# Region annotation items
▼▼▼
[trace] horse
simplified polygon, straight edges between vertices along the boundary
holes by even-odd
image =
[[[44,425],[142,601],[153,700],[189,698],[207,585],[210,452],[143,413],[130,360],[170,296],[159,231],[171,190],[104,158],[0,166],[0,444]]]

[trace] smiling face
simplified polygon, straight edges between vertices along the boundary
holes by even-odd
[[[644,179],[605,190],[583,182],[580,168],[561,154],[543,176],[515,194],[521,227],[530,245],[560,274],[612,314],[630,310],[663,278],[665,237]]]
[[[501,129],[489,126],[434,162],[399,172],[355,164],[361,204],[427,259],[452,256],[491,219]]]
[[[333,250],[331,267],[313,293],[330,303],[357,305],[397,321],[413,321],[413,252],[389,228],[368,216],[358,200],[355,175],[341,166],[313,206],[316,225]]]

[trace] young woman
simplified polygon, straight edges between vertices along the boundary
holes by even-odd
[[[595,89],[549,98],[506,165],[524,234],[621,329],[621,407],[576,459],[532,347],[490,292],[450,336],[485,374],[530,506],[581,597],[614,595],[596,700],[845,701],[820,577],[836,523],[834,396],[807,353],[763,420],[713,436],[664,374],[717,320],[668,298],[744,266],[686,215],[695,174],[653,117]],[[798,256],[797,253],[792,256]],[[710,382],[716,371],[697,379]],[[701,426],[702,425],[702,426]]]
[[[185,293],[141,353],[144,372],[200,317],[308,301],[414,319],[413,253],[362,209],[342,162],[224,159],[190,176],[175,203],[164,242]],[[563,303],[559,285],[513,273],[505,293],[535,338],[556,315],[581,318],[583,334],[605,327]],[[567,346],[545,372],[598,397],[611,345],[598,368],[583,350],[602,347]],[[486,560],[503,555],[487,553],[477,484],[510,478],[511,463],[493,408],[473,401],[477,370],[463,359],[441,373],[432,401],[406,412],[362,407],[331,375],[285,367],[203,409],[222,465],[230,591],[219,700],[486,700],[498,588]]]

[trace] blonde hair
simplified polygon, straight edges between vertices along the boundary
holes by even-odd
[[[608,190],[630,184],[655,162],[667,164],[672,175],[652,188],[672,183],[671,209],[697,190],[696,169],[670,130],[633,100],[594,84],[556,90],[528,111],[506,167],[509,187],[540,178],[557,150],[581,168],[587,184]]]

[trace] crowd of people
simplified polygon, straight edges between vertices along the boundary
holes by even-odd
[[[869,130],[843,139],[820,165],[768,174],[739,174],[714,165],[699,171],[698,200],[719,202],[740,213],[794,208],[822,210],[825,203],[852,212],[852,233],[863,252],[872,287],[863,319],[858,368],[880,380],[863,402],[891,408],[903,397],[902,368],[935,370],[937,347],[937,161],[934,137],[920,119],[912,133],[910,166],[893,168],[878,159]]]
▲▲▲
# Directions for this task
Return, character for character, every line of the material starting at the line that contains "[trace] young woman" and ending at the last line of the material, with both ends included.

# Result of the task
[trace] young woman
simplified polygon, straight edges between vertices along the boundary
holes by even-odd
[[[595,89],[549,98],[506,165],[524,234],[621,329],[621,407],[576,459],[532,347],[490,292],[450,336],[485,374],[530,506],[581,597],[614,595],[596,700],[845,701],[820,577],[836,523],[834,396],[807,353],[763,420],[713,436],[664,374],[717,320],[668,298],[744,266],[686,215],[695,174],[653,117]],[[798,256],[797,253],[792,256]],[[710,382],[716,371],[697,379]],[[701,426],[702,425],[702,426]]]
[[[185,293],[141,353],[144,372],[200,317],[308,301],[414,319],[413,253],[362,209],[342,162],[224,159],[190,176],[175,203],[164,242]],[[563,303],[559,285],[513,273],[505,293],[535,338],[556,315],[581,318],[583,334],[605,327]],[[567,346],[545,372],[598,397],[611,345],[598,368],[583,350],[602,347]],[[486,560],[503,555],[487,553],[477,484],[510,478],[511,463],[493,408],[473,401],[477,370],[463,359],[441,373],[432,401],[406,412],[362,407],[331,375],[285,367],[203,409],[222,465],[230,591],[219,700],[486,700],[498,588]]]

[trace] blonde hair
simplified polygon, straight edges between vertices along the boundary
holes by even-odd
[[[608,190],[630,184],[655,162],[667,164],[672,175],[652,188],[672,183],[671,209],[697,190],[696,169],[670,130],[633,100],[594,84],[556,90],[528,111],[506,167],[509,187],[540,178],[557,150],[581,168],[587,184]]]

[trace] crowd of people
simplified polygon, straight edges between vertices along the boundary
holes by even-odd
[[[869,130],[843,139],[820,165],[768,174],[739,174],[714,165],[699,171],[698,200],[719,202],[740,213],[794,208],[822,210],[825,203],[852,212],[852,233],[863,252],[872,287],[863,319],[858,368],[880,380],[863,402],[891,408],[903,397],[902,368],[935,370],[937,347],[937,161],[934,137],[920,119],[912,133],[910,166],[893,168],[878,159]]]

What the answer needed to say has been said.